[Objective]: Format all the records below as a numbered list with one line per item, and skip any blank lines. Leave the pictures out of your answer.

— Start of Material —

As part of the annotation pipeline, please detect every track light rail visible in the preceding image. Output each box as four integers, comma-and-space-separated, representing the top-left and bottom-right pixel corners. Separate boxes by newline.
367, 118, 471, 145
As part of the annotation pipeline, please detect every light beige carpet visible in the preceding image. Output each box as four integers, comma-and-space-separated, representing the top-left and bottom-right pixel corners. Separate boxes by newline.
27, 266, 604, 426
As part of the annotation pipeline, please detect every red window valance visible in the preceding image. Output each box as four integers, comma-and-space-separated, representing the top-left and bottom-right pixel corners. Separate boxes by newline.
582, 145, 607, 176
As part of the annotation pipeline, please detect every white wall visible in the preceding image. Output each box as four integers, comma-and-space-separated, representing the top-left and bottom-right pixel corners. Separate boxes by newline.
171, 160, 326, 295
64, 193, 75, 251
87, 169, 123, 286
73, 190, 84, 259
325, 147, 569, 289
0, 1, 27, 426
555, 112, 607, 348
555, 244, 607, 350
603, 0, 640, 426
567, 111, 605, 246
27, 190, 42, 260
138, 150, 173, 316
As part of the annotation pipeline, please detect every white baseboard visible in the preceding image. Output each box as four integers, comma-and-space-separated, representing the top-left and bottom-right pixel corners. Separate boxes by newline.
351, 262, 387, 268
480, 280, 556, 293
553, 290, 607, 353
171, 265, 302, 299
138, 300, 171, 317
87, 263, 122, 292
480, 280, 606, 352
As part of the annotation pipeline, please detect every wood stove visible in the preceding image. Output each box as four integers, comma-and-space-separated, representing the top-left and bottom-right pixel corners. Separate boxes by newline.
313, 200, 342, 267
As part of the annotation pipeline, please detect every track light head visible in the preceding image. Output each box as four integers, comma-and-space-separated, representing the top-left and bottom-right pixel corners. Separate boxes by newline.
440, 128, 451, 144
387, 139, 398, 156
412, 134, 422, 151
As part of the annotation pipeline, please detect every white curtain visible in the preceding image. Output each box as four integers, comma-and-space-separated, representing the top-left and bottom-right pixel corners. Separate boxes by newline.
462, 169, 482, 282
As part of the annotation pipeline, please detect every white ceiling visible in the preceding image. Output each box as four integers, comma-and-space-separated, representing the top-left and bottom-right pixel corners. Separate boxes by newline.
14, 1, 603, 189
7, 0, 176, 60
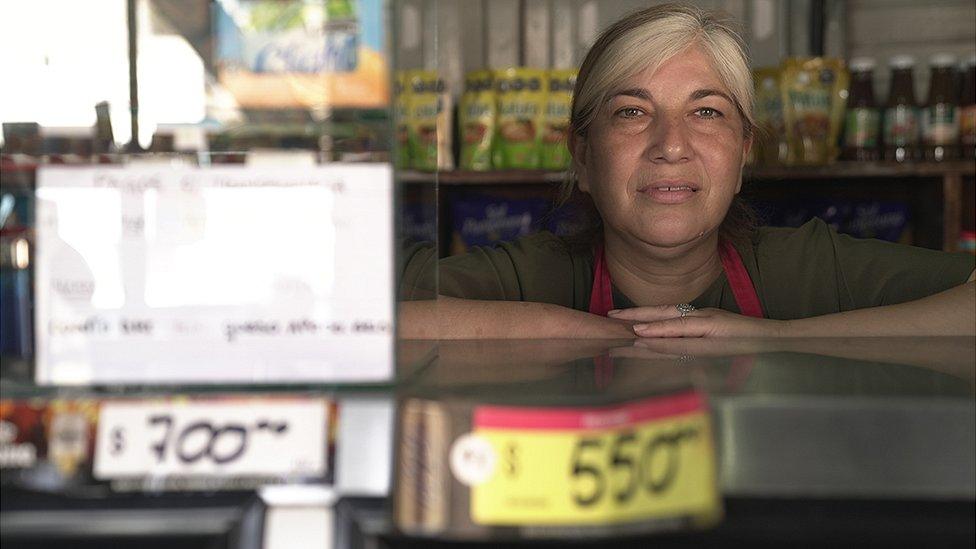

— End of Material —

[Task result]:
1. As part of the annotation pipeline, please detect every track light rail visible in the preceding image. Output each box as four integers, comma-and-space-separated, representing the top-left and bottom-right pixel corners. Separate boxes by newline.
2. 367, 118, 471, 145
3. As part of the annotation pipeline, please detect every light beige carpet visible in the preceding image. Output each box as four integers, comma-and-space-separated, representing the top-left and bottom-right pixel corners. Separate boxes by newline.
4. 27, 266, 604, 426
5. As part of the annotation pipeline, please detect every red window valance visible in the preceding image. Output each box as four integers, comma-and-space-separated, representing the top-left and bottom-right pixel corners. Separate boxes by newline.
6. 582, 145, 607, 176
7. As part of the annotation pipeline, please detect every white wall visible in the preceding image. Output each box as four integers, comma-and-space-separated, representing the top-left and bottom-right pixel corners. Separate boxes by newline.
8. 171, 160, 326, 295
9. 64, 193, 75, 251
10. 87, 169, 123, 286
11. 73, 190, 84, 259
12. 325, 147, 569, 289
13. 0, 1, 27, 426
14. 555, 112, 607, 348
15. 555, 244, 607, 350
16. 603, 0, 640, 426
17. 567, 111, 605, 246
18. 27, 190, 42, 260
19. 138, 150, 173, 316
20. As part of the annotation pipeline, please detect every white baseboard visible in the preceding image. Output each box as four integers, comma-and-space-separated, representing the top-left and bottom-right pixel corners. Separate boxes by newline.
21. 351, 262, 387, 268
22. 480, 280, 556, 293
23. 553, 290, 607, 353
24. 171, 265, 302, 299
25. 138, 300, 171, 317
26. 87, 263, 122, 292
27. 480, 280, 606, 352
28. As part of the annotation pipeline, please detect every wood stove visible in the preceding image. Output each box as four integers, comma-and-space-separated, representing the top-left and bottom-right pixel corners. Separate boxes by newline.
29. 313, 200, 342, 267
30. As part of the annotation pipeline, please detect every track light head visible in the preceding image. Output each box as four integers, comma-and-space-separated, representing the top-left and bottom-right pixel corners. Separate boxes by newline.
31. 440, 128, 451, 144
32. 387, 139, 398, 156
33. 412, 134, 422, 151
34. As part of the annotation pipeline, please detect every white curtain visible in the preceding image. Output each box as four integers, comma-and-space-separated, representing the top-left and bottom-right pixel corners. Separate boxes by newline.
35. 462, 169, 482, 282
36. As part of the annotation pipeline, please detect every white ceiling visible in the preceding image. Output each box as four integers, comma-and-space-separated, representing the top-left and bottom-right pixel corners. Separate boxes by newline.
37. 14, 1, 603, 189
38. 7, 0, 176, 60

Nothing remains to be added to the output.